- _What this task involves_: All that should be output is the block of lines below from the line with "column 571, row 1" to the line with "column 526, row 82", both included, exactly as written.

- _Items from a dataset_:
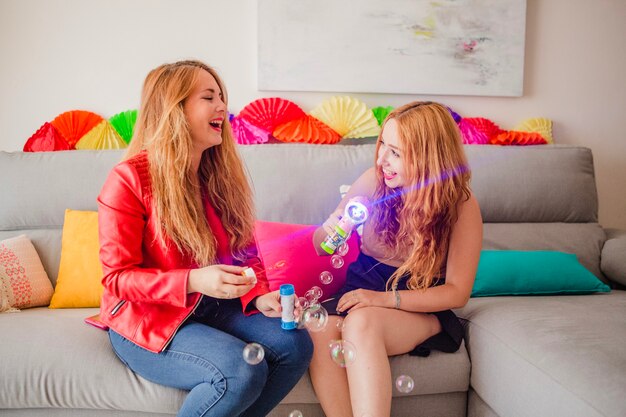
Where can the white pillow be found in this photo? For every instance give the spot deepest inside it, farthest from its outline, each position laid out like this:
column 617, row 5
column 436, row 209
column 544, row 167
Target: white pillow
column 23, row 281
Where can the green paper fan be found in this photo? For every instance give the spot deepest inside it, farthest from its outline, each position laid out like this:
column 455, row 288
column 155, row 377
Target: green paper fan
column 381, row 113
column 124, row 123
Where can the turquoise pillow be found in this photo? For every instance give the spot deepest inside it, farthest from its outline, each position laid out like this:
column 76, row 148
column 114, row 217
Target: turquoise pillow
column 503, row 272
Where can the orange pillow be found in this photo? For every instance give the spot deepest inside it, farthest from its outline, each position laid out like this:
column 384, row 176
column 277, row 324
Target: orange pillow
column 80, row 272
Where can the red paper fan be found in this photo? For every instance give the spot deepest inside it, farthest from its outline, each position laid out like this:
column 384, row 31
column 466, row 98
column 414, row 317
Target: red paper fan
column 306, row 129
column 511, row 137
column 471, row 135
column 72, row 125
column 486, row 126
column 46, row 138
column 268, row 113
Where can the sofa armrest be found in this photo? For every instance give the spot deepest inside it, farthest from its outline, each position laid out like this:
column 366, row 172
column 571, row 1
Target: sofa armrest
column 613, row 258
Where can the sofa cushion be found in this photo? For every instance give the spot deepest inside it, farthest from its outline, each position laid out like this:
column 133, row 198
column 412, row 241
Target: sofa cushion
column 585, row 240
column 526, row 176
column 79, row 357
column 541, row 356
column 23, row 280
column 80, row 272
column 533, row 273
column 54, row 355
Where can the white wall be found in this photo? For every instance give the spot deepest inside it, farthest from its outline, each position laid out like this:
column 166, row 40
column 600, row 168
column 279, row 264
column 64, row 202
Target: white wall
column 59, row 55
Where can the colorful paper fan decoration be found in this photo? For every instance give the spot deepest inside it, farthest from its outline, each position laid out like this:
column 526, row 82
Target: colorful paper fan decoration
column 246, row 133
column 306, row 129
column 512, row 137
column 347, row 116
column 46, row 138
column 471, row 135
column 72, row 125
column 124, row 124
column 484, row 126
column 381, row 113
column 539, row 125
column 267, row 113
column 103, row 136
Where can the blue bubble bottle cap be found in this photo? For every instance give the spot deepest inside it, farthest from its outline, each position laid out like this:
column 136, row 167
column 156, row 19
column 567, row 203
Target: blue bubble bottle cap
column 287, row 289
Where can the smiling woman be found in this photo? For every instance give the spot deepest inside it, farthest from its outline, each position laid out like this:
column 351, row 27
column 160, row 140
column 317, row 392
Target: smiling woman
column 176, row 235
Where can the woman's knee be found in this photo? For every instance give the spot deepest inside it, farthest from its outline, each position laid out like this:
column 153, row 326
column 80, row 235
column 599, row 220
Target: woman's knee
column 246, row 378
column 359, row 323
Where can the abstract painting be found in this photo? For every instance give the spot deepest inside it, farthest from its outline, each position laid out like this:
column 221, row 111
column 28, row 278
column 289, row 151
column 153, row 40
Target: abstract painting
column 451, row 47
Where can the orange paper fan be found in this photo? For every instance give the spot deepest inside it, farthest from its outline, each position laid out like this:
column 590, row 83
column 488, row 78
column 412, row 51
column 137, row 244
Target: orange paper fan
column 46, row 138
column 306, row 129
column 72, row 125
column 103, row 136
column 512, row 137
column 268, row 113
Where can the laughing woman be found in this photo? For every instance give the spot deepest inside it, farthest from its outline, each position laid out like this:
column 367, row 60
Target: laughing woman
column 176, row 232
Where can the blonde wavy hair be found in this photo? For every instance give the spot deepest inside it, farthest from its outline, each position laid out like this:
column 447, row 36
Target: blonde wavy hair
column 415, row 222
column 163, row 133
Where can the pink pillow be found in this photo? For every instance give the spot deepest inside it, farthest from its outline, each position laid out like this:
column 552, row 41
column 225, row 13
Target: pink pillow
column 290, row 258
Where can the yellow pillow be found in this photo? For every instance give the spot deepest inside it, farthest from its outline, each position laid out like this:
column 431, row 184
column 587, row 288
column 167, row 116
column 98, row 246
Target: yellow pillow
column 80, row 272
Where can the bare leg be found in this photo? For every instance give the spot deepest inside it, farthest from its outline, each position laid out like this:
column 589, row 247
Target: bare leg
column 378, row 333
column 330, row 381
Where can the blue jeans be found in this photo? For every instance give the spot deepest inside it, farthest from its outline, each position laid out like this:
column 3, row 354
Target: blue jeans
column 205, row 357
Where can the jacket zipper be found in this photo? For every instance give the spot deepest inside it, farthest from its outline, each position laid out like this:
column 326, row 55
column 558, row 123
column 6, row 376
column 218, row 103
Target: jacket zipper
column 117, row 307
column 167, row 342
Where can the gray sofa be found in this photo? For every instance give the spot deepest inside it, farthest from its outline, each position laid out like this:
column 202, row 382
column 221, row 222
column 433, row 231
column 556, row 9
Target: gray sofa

- _Answer to this task_:
column 571, row 1
Target: sofa armrest
column 613, row 258
Where can the sofa cushion be found in this photo? For every instance give the spot deepest inside it, farthest from its outline, each position laid out like this:
column 133, row 198
column 412, row 241
Target: sofa cushion
column 585, row 240
column 526, row 176
column 79, row 357
column 541, row 356
column 23, row 280
column 80, row 272
column 533, row 273
column 54, row 355
Where can the white wall be found in this photo? For every instance give the spot deepest inside it, farthest from its outline, each position laid out like this:
column 166, row 40
column 600, row 168
column 279, row 264
column 64, row 202
Target: white wall
column 59, row 55
Where can the colorful paper fan decoration be found in this photo? For every instance give the spot deepest inside it, farthest from its outline, each position laid out like this:
column 526, row 82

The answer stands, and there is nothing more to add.